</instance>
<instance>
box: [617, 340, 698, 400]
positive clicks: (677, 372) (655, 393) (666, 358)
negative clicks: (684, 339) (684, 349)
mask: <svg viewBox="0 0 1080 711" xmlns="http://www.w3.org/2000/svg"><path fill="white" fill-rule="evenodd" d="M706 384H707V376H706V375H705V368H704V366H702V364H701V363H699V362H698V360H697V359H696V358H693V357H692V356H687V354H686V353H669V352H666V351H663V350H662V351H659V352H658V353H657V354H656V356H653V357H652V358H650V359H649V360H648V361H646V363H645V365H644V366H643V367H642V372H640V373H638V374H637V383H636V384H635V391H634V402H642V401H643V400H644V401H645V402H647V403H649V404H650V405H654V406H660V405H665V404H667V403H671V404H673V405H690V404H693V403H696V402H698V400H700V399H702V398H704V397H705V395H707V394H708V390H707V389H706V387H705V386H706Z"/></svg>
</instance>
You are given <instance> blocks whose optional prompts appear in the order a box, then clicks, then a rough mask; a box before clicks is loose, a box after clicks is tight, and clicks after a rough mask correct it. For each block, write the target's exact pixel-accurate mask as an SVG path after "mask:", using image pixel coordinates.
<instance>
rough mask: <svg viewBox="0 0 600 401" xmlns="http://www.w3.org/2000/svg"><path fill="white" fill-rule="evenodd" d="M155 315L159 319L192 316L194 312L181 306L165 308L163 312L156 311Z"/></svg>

------

▶ [What to do] Copy out all of the lines above word for word, with nothing changed.

▶ [Answer to the problem]
</instance>
<instance>
box: [617, 340, 698, 400]
positive clicks: (677, 372) (655, 393) (666, 358)
negative clicks: (684, 339) (684, 349)
mask: <svg viewBox="0 0 1080 711" xmlns="http://www.w3.org/2000/svg"><path fill="white" fill-rule="evenodd" d="M706 384H707V376H706V375H705V368H704V366H702V364H701V363H699V362H698V360H697V359H696V358H693V357H692V356H687V354H686V353H669V352H666V351H663V350H662V351H659V352H658V353H657V354H656V356H653V357H652V358H650V359H649V360H648V361H646V363H645V365H644V366H643V367H642V372H640V373H638V374H637V383H636V384H635V391H634V402H642V401H643V400H644V401H645V402H647V403H649V404H650V405H654V406H660V405H665V404H667V403H671V404H673V405H690V404H693V403H696V402H698V400H700V399H702V398H704V397H705V395H707V394H708V390H707V389H706V387H705V386H706Z"/></svg>
</instance>
You are given <instance> blocks whose optional prompts appear in the order a box, then clicks, then a rough mask; a box before clicks is loose, a box after clicks is tight, and clicks after a rough mask correct it. For each block, write the target's exact pixel-accurate mask as an SVG path after "mask:", using image pixel coordinates.
<instance>
rough mask: <svg viewBox="0 0 600 401" xmlns="http://www.w3.org/2000/svg"><path fill="white" fill-rule="evenodd" d="M155 315L159 319L192 316L194 312L181 306L165 308L163 312L156 311Z"/></svg>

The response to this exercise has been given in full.